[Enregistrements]
══════

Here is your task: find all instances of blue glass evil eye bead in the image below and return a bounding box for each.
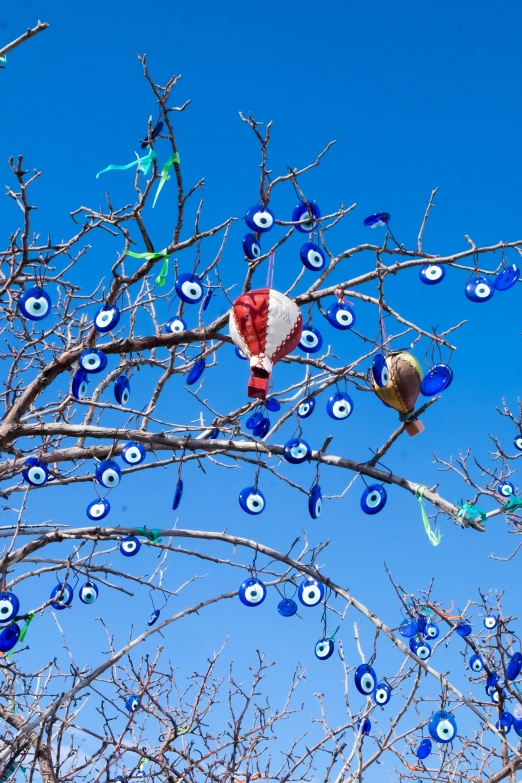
[78,348,107,373]
[326,302,356,329]
[354,663,377,696]
[363,212,391,228]
[172,479,183,511]
[299,242,326,272]
[292,201,321,234]
[0,593,19,624]
[297,578,324,607]
[419,264,446,285]
[71,370,89,400]
[497,481,515,498]
[361,484,388,514]
[428,710,457,745]
[239,487,266,516]
[96,459,121,489]
[373,680,391,707]
[308,484,323,519]
[114,375,130,405]
[297,397,312,420]
[315,639,335,661]
[174,272,203,304]
[186,359,205,386]
[464,275,495,302]
[120,536,141,557]
[372,353,390,389]
[86,498,111,522]
[49,582,74,611]
[420,364,453,397]
[243,229,261,261]
[245,204,274,234]
[283,438,312,465]
[18,285,52,321]
[504,652,522,681]
[298,324,323,353]
[121,440,147,465]
[415,739,433,760]
[469,653,484,674]
[239,578,266,606]
[163,315,187,334]
[277,598,297,617]
[22,457,49,487]
[0,623,20,656]
[93,305,120,334]
[78,582,98,604]
[495,264,520,291]
[326,392,353,421]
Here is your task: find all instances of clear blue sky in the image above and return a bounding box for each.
[0,0,522,776]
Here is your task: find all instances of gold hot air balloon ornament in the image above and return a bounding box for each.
[371,351,424,437]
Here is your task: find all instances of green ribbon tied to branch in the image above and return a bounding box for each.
[415,486,442,546]
[152,152,180,209]
[125,248,169,286]
[96,148,156,179]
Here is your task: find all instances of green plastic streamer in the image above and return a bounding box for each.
[152,152,180,208]
[415,487,442,546]
[96,148,156,179]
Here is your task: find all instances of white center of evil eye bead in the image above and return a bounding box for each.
[252,212,274,231]
[25,296,49,318]
[426,264,442,280]
[181,280,203,301]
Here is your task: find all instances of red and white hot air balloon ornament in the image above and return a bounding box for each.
[229,288,303,400]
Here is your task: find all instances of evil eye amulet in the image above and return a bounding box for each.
[239,578,266,606]
[326,302,356,329]
[121,440,147,465]
[245,204,274,234]
[120,536,141,557]
[373,681,391,707]
[94,305,120,334]
[0,623,20,656]
[464,275,495,302]
[308,484,323,519]
[86,498,111,522]
[284,432,311,465]
[428,710,457,745]
[163,315,187,334]
[277,598,297,617]
[361,484,388,514]
[174,272,203,304]
[297,397,315,419]
[78,582,98,604]
[18,285,51,321]
[243,229,261,261]
[0,593,19,624]
[298,324,323,353]
[354,663,377,696]
[315,639,335,661]
[172,479,183,511]
[114,375,130,405]
[292,201,321,234]
[239,487,266,516]
[22,457,49,487]
[78,348,107,373]
[326,392,353,421]
[372,353,390,389]
[419,264,446,285]
[96,459,121,489]
[297,578,324,607]
[49,582,74,611]
[71,370,89,400]
[299,242,326,272]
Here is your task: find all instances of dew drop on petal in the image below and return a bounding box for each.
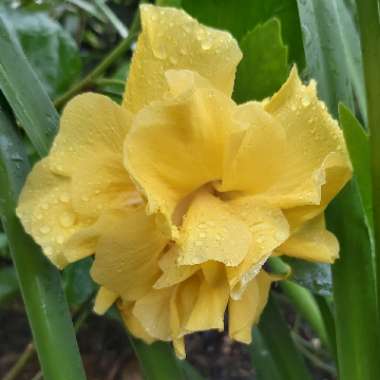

══════

Repérez, dans les enregistrements ci-dessus, chaque ligne contenant la chaîne « white » et recopiez-la intégralement.

Here is your task: find all instances of white center of evil eye bead in the image above and return a bounding box for each.
Here is your task: find all instances of red and white hot air balloon ornament in the image above and return a bounding box for each.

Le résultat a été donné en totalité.